Supplied records >>

====================

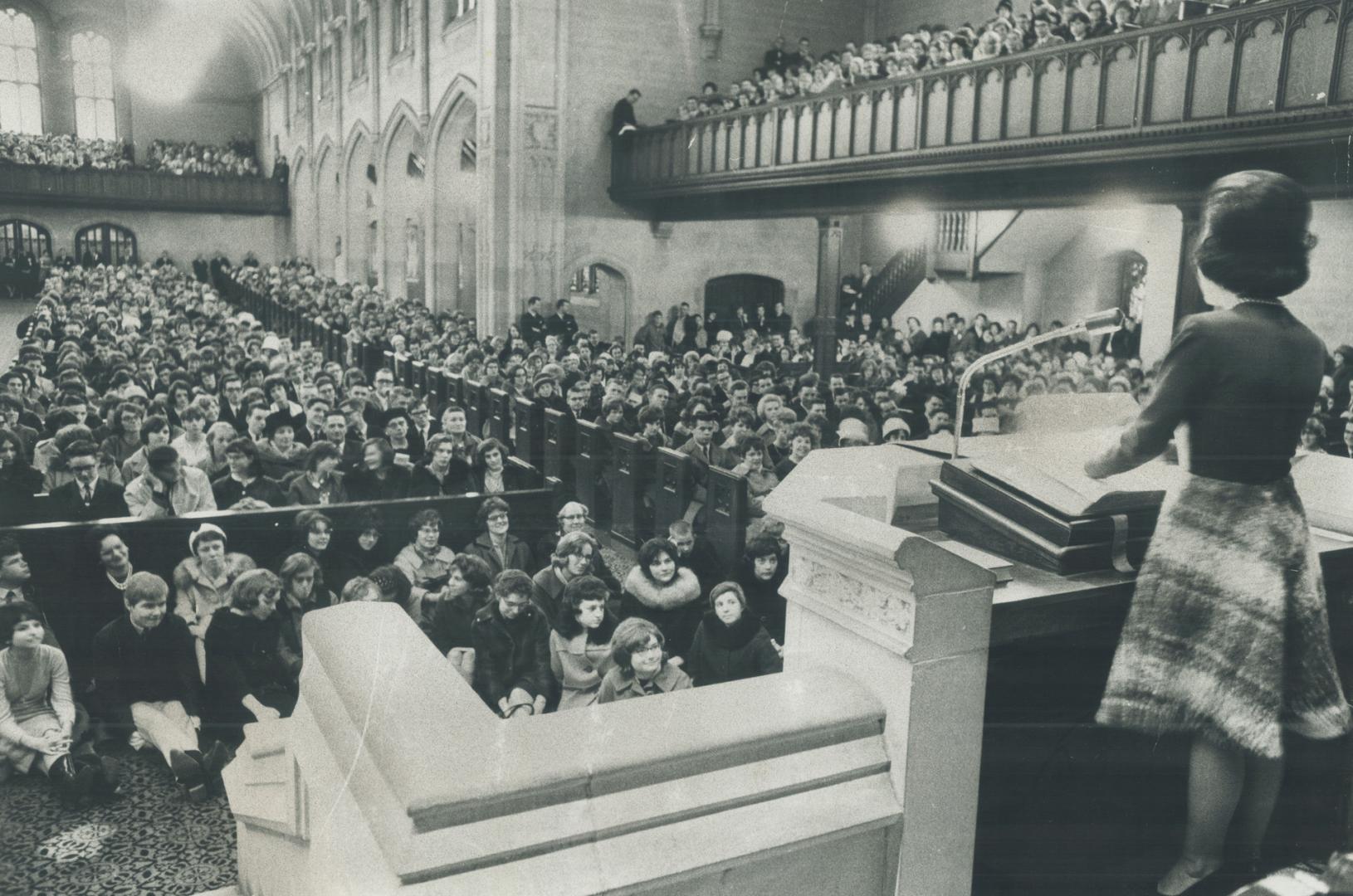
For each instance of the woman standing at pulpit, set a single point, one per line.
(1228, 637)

====================

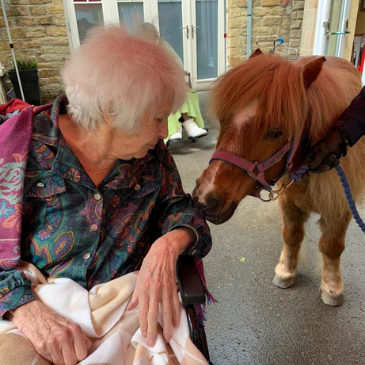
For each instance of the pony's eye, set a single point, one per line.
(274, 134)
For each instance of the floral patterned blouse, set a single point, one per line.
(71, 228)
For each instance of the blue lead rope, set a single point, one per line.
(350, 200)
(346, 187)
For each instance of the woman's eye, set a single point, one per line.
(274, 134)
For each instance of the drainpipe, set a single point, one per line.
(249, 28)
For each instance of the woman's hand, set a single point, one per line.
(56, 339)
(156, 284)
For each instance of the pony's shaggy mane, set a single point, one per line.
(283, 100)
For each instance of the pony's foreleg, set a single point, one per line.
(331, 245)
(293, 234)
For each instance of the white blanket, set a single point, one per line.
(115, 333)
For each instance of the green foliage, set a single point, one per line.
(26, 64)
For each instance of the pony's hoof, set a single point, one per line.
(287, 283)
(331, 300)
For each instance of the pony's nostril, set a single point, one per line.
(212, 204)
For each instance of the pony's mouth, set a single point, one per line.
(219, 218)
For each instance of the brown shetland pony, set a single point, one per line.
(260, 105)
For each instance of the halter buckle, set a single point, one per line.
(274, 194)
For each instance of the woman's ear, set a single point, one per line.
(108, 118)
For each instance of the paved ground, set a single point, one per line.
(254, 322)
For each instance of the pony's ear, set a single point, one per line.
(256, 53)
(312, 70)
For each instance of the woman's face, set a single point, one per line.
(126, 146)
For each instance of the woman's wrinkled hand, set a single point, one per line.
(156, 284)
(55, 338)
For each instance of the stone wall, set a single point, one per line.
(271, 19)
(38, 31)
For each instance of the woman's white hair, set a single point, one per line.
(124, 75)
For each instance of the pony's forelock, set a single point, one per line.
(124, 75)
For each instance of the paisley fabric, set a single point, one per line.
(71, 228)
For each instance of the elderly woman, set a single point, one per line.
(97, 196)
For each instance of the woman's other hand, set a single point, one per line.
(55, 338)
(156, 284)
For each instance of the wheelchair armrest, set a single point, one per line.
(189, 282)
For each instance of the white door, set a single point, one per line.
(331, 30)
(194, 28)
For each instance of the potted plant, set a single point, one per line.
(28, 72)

====================

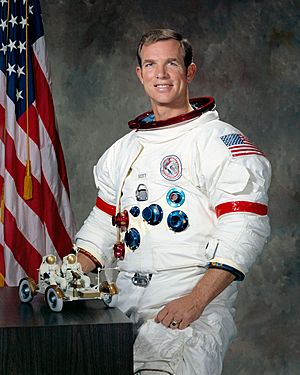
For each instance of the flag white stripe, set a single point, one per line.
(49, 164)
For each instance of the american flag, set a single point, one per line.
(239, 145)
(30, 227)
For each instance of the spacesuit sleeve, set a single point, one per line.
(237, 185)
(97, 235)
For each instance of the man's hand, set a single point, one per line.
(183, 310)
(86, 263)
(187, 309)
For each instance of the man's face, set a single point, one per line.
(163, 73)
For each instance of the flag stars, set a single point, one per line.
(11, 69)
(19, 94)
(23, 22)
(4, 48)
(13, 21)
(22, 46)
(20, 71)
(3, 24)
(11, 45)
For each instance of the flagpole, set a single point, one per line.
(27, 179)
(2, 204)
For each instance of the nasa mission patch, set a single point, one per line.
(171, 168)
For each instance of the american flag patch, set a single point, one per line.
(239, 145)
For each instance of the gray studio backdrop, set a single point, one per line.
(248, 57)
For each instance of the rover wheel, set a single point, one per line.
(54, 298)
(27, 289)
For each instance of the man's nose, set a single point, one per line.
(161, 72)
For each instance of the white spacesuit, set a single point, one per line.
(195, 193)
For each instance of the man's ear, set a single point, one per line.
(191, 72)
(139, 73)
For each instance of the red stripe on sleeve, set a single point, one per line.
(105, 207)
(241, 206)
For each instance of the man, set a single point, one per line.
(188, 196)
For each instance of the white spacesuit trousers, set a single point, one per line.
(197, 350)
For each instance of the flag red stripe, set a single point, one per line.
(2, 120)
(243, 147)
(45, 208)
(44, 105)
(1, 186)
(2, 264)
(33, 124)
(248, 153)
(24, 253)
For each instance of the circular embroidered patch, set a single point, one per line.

====================

Your task >> What you return must be the lines above that run from the line with "For each instance of the white spacesuit, set" to the line with "For each instance of the circular", inclusive, each copied exactly.

Your solution >>
For each instance of the white spacesuit, set a single point, one per line.
(195, 193)
For each instance of the man's ear, set a single point, one per line.
(191, 72)
(139, 73)
For each instance of the red stripe on sleeve, set a single point, one per line.
(105, 207)
(241, 206)
For each instance of the man, set a single point, one per line.
(188, 196)
For each instance of the white spacesuit trousers, set a single point, one per line.
(197, 350)
For each instance of the flag red stripe, set a single point, one per line.
(2, 120)
(243, 147)
(45, 208)
(44, 105)
(1, 186)
(2, 264)
(33, 124)
(248, 153)
(24, 253)
For each instance of the circular embroidered patch, set a single point, one per line.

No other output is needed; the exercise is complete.